### ACTIVITY
The response should contain every entry, reproduced exactly.

BEGIN SOURCE DATA

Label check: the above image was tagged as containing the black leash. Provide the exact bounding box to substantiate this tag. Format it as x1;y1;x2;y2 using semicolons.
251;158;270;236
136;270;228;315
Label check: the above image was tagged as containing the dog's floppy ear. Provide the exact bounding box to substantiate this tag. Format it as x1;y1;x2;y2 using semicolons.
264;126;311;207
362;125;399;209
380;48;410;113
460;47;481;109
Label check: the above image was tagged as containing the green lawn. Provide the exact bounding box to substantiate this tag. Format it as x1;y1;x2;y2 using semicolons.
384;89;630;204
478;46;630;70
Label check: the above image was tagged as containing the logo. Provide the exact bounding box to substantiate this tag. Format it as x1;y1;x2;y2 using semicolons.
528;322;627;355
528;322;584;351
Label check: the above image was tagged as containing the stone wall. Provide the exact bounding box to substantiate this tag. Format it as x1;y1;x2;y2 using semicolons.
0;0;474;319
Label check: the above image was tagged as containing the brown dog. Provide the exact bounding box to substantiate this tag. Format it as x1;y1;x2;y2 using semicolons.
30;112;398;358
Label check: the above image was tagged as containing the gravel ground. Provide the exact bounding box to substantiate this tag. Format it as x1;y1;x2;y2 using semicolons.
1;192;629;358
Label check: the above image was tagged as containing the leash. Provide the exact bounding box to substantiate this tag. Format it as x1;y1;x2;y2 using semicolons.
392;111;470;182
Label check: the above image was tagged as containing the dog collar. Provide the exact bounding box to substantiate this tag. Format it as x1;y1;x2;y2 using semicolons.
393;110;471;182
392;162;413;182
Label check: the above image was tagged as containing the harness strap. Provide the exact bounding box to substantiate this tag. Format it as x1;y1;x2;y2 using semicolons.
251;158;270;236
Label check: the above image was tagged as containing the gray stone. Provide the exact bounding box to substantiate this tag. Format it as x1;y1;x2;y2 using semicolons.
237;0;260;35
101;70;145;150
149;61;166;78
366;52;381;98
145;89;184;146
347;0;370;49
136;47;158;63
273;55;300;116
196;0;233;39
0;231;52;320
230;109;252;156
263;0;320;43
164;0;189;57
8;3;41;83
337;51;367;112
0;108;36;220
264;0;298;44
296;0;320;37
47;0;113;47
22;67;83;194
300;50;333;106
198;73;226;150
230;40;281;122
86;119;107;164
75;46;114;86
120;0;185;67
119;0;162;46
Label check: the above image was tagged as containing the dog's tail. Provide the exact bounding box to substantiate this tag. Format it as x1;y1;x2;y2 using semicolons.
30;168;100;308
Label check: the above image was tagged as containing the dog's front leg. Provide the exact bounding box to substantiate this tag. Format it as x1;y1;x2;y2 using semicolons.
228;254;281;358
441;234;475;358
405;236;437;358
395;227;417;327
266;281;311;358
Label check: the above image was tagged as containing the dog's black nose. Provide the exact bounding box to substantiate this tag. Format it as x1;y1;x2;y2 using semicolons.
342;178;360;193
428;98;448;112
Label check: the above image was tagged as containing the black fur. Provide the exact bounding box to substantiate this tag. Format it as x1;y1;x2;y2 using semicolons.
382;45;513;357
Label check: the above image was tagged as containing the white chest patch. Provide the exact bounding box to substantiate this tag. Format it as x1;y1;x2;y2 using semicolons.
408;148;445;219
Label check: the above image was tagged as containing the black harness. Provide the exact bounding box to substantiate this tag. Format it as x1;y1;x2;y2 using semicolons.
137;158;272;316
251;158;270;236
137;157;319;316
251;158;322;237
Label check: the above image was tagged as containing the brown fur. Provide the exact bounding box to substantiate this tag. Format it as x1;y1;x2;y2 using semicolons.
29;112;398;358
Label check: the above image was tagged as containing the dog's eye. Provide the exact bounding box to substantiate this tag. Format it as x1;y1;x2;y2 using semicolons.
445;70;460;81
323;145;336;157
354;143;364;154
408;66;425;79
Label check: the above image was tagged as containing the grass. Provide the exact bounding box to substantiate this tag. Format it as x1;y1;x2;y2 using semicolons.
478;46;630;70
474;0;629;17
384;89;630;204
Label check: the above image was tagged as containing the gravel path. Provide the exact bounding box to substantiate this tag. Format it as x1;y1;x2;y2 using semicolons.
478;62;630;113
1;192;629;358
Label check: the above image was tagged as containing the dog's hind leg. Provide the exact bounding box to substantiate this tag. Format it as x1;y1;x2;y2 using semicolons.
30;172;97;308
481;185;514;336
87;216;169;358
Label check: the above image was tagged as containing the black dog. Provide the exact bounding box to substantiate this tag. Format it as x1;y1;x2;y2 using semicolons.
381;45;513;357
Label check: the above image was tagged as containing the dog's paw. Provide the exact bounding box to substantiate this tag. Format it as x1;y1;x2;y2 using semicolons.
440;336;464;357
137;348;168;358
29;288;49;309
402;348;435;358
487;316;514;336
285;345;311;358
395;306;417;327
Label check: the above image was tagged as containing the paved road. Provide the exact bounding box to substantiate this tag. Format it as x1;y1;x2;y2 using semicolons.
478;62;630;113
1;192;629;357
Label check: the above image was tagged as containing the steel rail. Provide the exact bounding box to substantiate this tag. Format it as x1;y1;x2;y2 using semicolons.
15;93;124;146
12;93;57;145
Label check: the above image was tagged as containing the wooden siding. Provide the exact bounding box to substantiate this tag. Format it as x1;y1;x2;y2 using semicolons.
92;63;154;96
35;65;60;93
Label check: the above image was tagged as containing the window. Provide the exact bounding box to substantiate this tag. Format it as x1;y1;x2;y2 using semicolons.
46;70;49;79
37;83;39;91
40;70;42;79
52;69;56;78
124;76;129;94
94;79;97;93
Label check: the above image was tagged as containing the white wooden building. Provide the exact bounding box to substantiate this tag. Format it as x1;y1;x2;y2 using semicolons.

END SOURCE DATA

### SOLUTION TO THIS EXERCISE
Label check: the above image was tagged as containing the black leash. Provide the exact bounding box to substantiate this tag. Format it as x1;y1;x2;y2 using semicolons.
251;158;270;236
136;270;228;315
Label check: the above image was tagged as containing the dog's floppy ear. Provide the exact bounding box to substantiate this tag. Format it as x1;y1;x2;y2 using semicolons.
264;126;311;207
362;125;399;209
380;48;410;113
460;47;481;109
Label check: the above image was tagged as containing the green lawn. Provide the exact bounding box to substantiate this tag. Format it as x1;y1;x2;y2 using semicolons.
384;89;630;204
478;46;630;70
Label check: the above image was tagged as containing the logo. Provide the exact bounding box to substantiate this tag. Format it as x1;y1;x2;y2 using semicolons.
528;322;627;355
528;322;584;351
Label check: the above image was tagged as containing the stone wall. Provide the exact bounding box to substantiate this tag. Format it as x1;y1;x2;y2 using semicolons.
0;0;474;319
Label check: the above image was tagged as containing the brown dog. Provide the exact bounding box to substantiate this tag. Format it as x1;y1;x2;y2 using semicolons.
30;112;398;358
Label check: the above image was tagged as containing the gravel ground. Provide the exact bounding box to substantiate this tag. Format it as x1;y1;x2;y2 using semicolons.
1;192;629;358
Label check: the above image was tagged as containing the leash. Provide the exact bounding box to substantiate this tag. Format it as x1;y1;x2;y2 using semicolons.
392;111;470;182
Label check: the above image was tagged as containing the dog collar. Provide the exact bounding box to substantiate this tag. Format it as x1;y1;x2;y2 using semicolons.
393;110;471;182
392;162;413;182
Label check: the above image was tagged as containing the harness strap. Provide the exact bounding box to substantiate this tag. Format it as x1;y1;x2;y2 using semicolons.
251;158;270;236
Label check: the above image was tagged as containing the gray stone. Provide the exact bounding box to substantiate this tag. Format it as x1;y1;x2;y2 using semicolons.
237;0;260;35
101;70;145;150
149;61;166;78
366;52;381;98
145;89;184;146
347;0;370;49
136;47;158;63
273;55;300;116
196;0;233;39
0;231;52;320
230;109;252;156
263;0;320;43
164;0;189;57
8;3;41;83
337;51;367;112
0;108;36;220
264;0;298;44
296;0;320;37
47;0;113;47
22;67;83;194
300;50;333;106
198;73;226;150
230;40;281;122
86;119;107;164
75;46;114;86
120;0;185;67
119;0;162;46
Label check: the above image was tagged as containing the dog's tail. Provide the exact bounding box to substantiate this tag. Format it as x1;y1;x2;y2 using semicolons.
30;168;100;308
Label check: the above image was tagged as containing the dog's front leg. Provide the exact bounding box to substantiate this tag. Format it as x1;y1;x2;y2 using semicolons.
228;254;281;358
441;234;475;358
405;236;437;358
395;227;417;327
266;281;311;358
Label check: the above image was tagged as containing the dog's black nose. Provide the exact bounding box to substantiate this tag. Format it as x1;y1;x2;y2 using semicolons.
342;178;360;193
428;98;448;112
Label check: the above image was tagged as containing the black fur. Provide the exact bounding box to substantiate this tag. Format it as x1;y1;x2;y2 using semicolons.
382;45;513;357
Label check: the above image was tagged as containing the white chest patch. Provide the exact bounding box to substantiate this tag. Format it as x1;y1;x2;y2 using semicolons.
408;148;445;219
Label check: the above image was tagged as containing the black harness. Provide the exact bounding box to substantiate this tag. Format it as x1;y1;x2;y2 using semicolons.
137;158;272;316
251;158;270;236
137;157;319;316
251;158;322;237
Label check: the above image was tagged as containing the brown fur. Provide the exact bounding box to substantiate this tag. Format it as x1;y1;x2;y2 using semicolons.
29;112;398;358
Label check: the above image was tagged as containing the dog's eye. Provide the exact bounding box to substantiate this tag. Format it as x1;y1;x2;y2 using semicolons.
445;70;460;81
323;145;336;157
354;143;364;154
408;66;425;79
Label check: the above image was tagged as containing the grass. Provide the exact bounding box to substantiate this tag. Format it as x1;y1;x2;y2 using semicolons.
478;46;630;70
474;0;629;17
384;89;630;204
Label check: the above image was tagged as containing the gravel path. Provide the exact bounding box to substantiate this tag. Format it as x1;y1;x2;y2 using semicolons.
478;62;630;113
1;192;629;358
Label check: the above image was tagged as containing the dog's hind leg. Provide the exact bounding box to substantiate this tag. Format it as x1;y1;x2;y2 using semicolons.
30;172;97;308
481;185;514;336
87;216;169;358
Label check: the above image was tagged as containing the black dog. Provide the exact bounding box to substantiate this tag. Format it as x1;y1;x2;y2 using semicolons.
381;45;513;357
Label check: the above image was tagged as containing the dog's paw. Provide the exact bounding box to substantiate this tag. Format it as x1;y1;x2;y2 using semicolons.
440;336;464;357
137;348;168;358
29;288;49;309
402;348;435;358
487;316;514;336
285;345;311;358
395;306;417;327
Label check: the above image was tagged as containing the paved road. Provide the exact bounding box to substantiate this tag. Format it as x1;y1;x2;y2 using semicolons.
478;62;630;113
1;192;629;357
Label check: the above image was tagged as containing the steel rail. Provide the exact bounding box to substantiate this tag. Format it as x1;y1;x2;y2 using semicolons.
15;93;124;146
12;93;57;145
Label check: the above image was tagged as containing the wooden siding. Provide the exact bounding box to substantiate this tag. Format it as x1;y1;x2;y2 using semicolons.
92;63;154;96
35;65;60;93
Label check: the above image was tagged as containing the window. Provide the exact bounding box to substantiate this tag. Format it as x1;y1;x2;y2 using semicolons.
46;70;49;79
37;83;39;91
40;70;42;79
52;69;56;78
124;76;129;94
94;79;97;93
Label check: the above image was tagged as containing the white wooden building. Provide the exact bounding box to substantiate this tag. Format it as x1;y1;x2;y2 using semicolons.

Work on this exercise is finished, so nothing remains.